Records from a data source

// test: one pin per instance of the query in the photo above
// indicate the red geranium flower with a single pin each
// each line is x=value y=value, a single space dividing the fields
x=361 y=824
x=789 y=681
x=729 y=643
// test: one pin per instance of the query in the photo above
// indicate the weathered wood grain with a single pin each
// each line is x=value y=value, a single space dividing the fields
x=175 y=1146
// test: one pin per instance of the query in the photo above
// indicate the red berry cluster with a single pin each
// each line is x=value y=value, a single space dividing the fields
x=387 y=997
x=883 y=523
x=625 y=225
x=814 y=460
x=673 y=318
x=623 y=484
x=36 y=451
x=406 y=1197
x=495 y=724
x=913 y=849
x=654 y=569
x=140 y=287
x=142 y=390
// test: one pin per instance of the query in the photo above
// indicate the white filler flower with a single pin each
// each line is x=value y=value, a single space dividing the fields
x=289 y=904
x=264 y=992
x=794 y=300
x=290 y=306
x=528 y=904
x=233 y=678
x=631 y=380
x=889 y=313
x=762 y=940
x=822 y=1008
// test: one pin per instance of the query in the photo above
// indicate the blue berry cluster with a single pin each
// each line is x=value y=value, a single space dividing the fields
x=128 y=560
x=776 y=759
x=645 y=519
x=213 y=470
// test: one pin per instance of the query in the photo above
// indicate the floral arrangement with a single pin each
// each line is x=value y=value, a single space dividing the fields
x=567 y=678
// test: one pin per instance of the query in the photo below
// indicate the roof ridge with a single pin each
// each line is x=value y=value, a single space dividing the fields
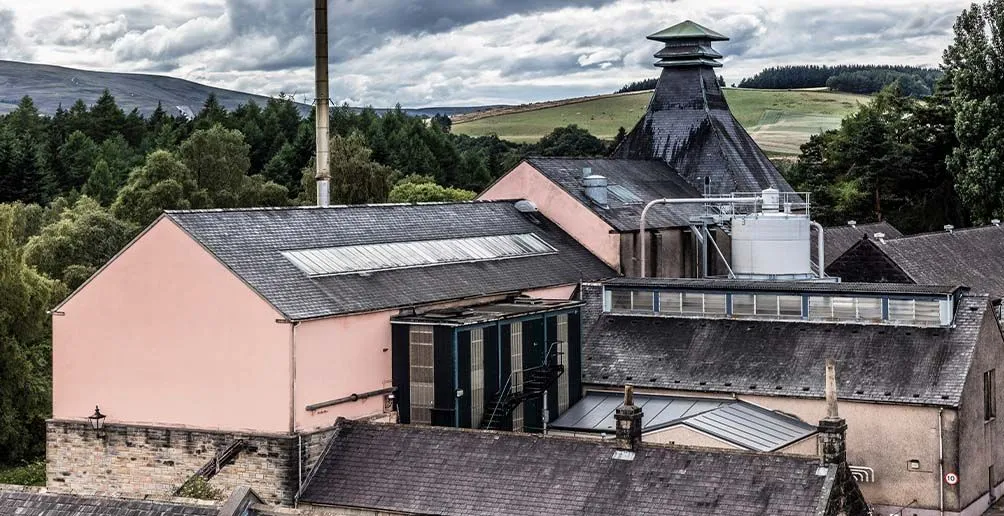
x=942 y=232
x=565 y=439
x=334 y=207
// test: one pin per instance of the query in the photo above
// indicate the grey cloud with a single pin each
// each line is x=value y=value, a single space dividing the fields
x=11 y=44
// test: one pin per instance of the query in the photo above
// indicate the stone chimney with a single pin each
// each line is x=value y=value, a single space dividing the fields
x=629 y=418
x=832 y=429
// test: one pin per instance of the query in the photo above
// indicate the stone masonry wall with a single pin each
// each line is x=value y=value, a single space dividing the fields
x=144 y=461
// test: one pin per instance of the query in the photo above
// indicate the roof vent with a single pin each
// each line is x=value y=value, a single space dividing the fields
x=771 y=200
x=595 y=189
x=525 y=206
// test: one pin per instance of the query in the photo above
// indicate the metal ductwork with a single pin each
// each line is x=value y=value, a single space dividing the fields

● **WHAT TO WORK ON**:
Every line above should be repeated exactly; pictures stay out of the copy.

● **ANSWER TO THE TASK**:
// test: one pin per instance of the query in the photo above
// indicate the red geranium flower with a single pin each
// each line is x=value y=value, a single space dividing the fields
x=361 y=824
x=789 y=681
x=729 y=643
// test: one pin per instance of the query in the photo above
// indicate the weathered wood grain with a single pin each
// each line is x=value y=value, a single space dividing the fields
x=175 y=1146
// test: one pin per instance of the query in the photo above
// indicate the red berry cluster with a single pin each
// each line is x=value y=value, a single space dividing the fields
x=387 y=997
x=883 y=523
x=625 y=225
x=814 y=460
x=673 y=318
x=623 y=484
x=36 y=451
x=406 y=1197
x=495 y=724
x=913 y=849
x=654 y=569
x=140 y=287
x=142 y=390
// test: one pin per instance of the query in the photo above
// indicate the white filler flower with a single pin each
// each line is x=value y=value, a single space dividing the fields
x=289 y=904
x=264 y=992
x=794 y=300
x=290 y=306
x=528 y=904
x=233 y=678
x=631 y=380
x=889 y=313
x=762 y=940
x=822 y=1008
// test: one pin per instance of the query in the photo above
// indicate the blue berry cluster with a single pin each
// each line is x=value y=value, a single space dividing the fields
x=128 y=560
x=776 y=759
x=645 y=519
x=213 y=470
// test: one pin per instance of the query in the photo above
// indicate the floral arrangement with a single pin each
// each line is x=value y=value, a single space dividing the fields
x=567 y=678
// test: one pin per instance of the query in the photo below
// indicate the roof ridge with a single pin each
// each line is x=value y=value, a single space dividing the fields
x=942 y=232
x=565 y=439
x=334 y=207
// test: one pin per instance of the query in the photo above
// indicate the grey cloud with a single pin each
// each line is x=value y=value, a single space dividing the fields
x=11 y=44
// test: one pin per instance of the query in the photo above
// indicate the stone chimney with a single pin each
// each line is x=value y=value, a single space dividing the fields
x=629 y=418
x=832 y=429
// test: one pin per instance of the query in the photo above
// indicate the stone masonry wall with a single pin each
// each line is x=value y=value, a single space dividing the fields
x=144 y=461
// test: one pin per instance of the query in the photo above
// indicate the roof vent with a single pin each
// each line is x=value y=value, a single space dividing the fields
x=771 y=200
x=595 y=189
x=525 y=206
// test: one pin per instance of the query in the photo above
// indicate the metal ductwork with a single pin each
// each line is x=value y=value, a single space dividing the fields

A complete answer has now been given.